## WHAT THIS TASK INVOLVES:
Rewrite these lines with "Predicted boxes" swapped for "Detected boxes" everywhere it occurs, leaving everything else as it is.

## EXTRACTED RECORDS:

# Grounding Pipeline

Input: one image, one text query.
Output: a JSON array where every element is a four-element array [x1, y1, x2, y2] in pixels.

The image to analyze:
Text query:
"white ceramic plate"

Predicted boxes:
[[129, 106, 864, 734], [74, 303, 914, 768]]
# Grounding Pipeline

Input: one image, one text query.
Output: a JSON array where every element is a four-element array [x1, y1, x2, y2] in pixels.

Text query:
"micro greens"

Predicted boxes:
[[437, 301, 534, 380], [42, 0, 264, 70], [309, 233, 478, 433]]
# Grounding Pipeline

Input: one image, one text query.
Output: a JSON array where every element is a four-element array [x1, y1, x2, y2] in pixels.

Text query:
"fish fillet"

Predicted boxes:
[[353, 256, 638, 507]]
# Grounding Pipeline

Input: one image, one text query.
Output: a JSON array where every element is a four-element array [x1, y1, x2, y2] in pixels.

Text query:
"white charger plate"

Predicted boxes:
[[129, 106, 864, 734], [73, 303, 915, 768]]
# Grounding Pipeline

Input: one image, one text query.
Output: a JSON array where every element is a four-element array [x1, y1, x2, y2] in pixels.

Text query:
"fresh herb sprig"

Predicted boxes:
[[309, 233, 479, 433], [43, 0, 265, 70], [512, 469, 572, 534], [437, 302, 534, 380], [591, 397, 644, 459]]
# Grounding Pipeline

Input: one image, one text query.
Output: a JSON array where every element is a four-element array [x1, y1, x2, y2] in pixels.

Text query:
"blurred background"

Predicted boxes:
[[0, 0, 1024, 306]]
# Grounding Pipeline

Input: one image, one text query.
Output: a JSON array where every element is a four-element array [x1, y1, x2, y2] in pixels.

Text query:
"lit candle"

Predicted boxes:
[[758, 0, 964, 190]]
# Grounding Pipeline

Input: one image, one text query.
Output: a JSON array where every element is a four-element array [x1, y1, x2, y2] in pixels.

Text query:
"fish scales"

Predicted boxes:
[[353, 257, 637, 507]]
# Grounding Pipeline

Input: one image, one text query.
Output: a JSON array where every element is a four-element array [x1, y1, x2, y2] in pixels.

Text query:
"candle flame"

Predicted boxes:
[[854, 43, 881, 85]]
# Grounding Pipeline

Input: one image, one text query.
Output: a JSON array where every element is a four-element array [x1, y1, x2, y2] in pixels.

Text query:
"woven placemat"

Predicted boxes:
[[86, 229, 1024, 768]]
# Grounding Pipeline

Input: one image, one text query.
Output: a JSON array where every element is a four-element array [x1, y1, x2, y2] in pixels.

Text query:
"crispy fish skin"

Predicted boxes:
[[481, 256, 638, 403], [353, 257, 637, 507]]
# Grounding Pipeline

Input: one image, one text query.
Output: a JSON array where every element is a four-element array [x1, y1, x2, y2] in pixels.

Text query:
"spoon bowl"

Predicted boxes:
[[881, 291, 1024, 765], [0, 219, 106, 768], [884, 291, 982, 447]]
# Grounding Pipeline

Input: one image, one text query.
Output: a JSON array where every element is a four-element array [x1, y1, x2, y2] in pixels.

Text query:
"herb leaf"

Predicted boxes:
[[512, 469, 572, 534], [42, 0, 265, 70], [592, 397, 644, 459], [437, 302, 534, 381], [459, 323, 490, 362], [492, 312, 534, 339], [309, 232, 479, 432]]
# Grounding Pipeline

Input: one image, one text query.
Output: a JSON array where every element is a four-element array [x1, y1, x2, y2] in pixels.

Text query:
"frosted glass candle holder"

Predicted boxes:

## RESULT OF THIS EXERCISE:
# Grounding Pipeline

Input: one image, one text query.
Output: a JSON array where every element is a four-element array [x1, y1, x2, y2] in pixels.

The image to analyze:
Text query:
"white ceramic plate"

Detected boxes:
[[129, 106, 864, 734], [74, 303, 914, 768]]
# Grounding Pipeline

Input: one image, one text query.
Output: a JSON array where every element is a four-element array [x1, y1, x2, y2] in pixels.

Text query:
"micro greens"

Detected boxes:
[[437, 301, 534, 380], [42, 0, 264, 70], [309, 233, 478, 433]]
# Grounding Pipeline

Input: one image, one text query.
Output: a JSON array where every element is a four-element array [x1, y1, x2, y2] in pixels.

Text query:
"fish fillet"

Detected boxes:
[[353, 256, 638, 507]]
# Grounding Pipeline

Input: one image, one text query.
Output: a JSON array where every element is a four-element array [x1, y1, x2, y2] in pixels.

Text query:
"white charger plate"

Detected boxes:
[[129, 106, 864, 734], [73, 303, 915, 768]]
# Grounding Pipeline

Input: one image, one text query.
Output: a JSON array where every element is a four-element array [x1, y1, x2, y2] in pixels.

Text query:
"fresh herb sprig"

Detected boxes:
[[309, 233, 479, 433], [43, 0, 265, 70], [512, 469, 572, 534], [437, 302, 534, 380], [591, 397, 644, 459]]
# Grounding Pipeline

Input: one image, one text query.
Output: a JSON array where every element is a four-element array [x1, y1, x2, y2] in pixels.

Text query:
"blurred background"

Detected boxes:
[[0, 0, 1024, 306]]
# Grounding Pipeline

Input: one image, one text query.
Output: a JSON array where every element is a four-element array [x1, y1, x2, y2] in pixels.

Text query:
"lit candle"

Detected boxes:
[[758, 0, 964, 190]]
# Grounding Pipeline

Input: one image, one text query.
Output: a JSON array where every element is a four-element array [x1, y1, x2, y2] in pixels.

Text query:
"fish scales"

Detected boxes:
[[353, 257, 637, 507]]
# Grounding Pipeline

Input: one image, one text query.
Output: a JSON array where every element is a four-element array [x1, y1, x2, y2] in pixels.

Text query:
"candle flame"

Detected boxes:
[[854, 43, 881, 85]]
# Grounding Pipeline

Input: one image, one text query.
Output: a JSON array where every element is a four-element array [x1, y1, x2, y2] in pixels.

Text query:
"woven placemat"

Detected boxes:
[[86, 229, 1024, 768]]
# Grounding Pipeline

Input: one image, one text query.
Output: a JSON array where every element is a four-element array [x1, y1, x2, y2] in pixels.

Text query:
"crispy fish skin"

Detected boxes:
[[481, 256, 638, 403], [353, 257, 637, 507]]
# Grounding Pipeline

Input: one image, one text query.
Output: a JSON array where every element is a four-element array [x1, y1, x2, y2] in pixels.

Text query:
"spoon bowl"

Detected boxes:
[[881, 291, 1024, 765], [0, 219, 106, 768], [884, 291, 982, 447]]
# Grounding Pipeline

Input: one image, one text query.
Output: a JSON array where every element is a four-element array [x1, y1, x2, y2] in pixels.

Text query:
"herb leaf"

Detected boxes:
[[512, 469, 572, 534], [42, 0, 265, 70], [592, 397, 644, 459], [437, 302, 534, 381], [459, 323, 490, 362], [492, 312, 534, 339], [309, 232, 479, 432]]
# Grounding Pipeline

Input: one image, one text query.
Output: a JSON array where every element is a four-element array [x1, y1, x2, y2] in pixels.

Text query:
"frosted glass candle holder"

Detected boxes:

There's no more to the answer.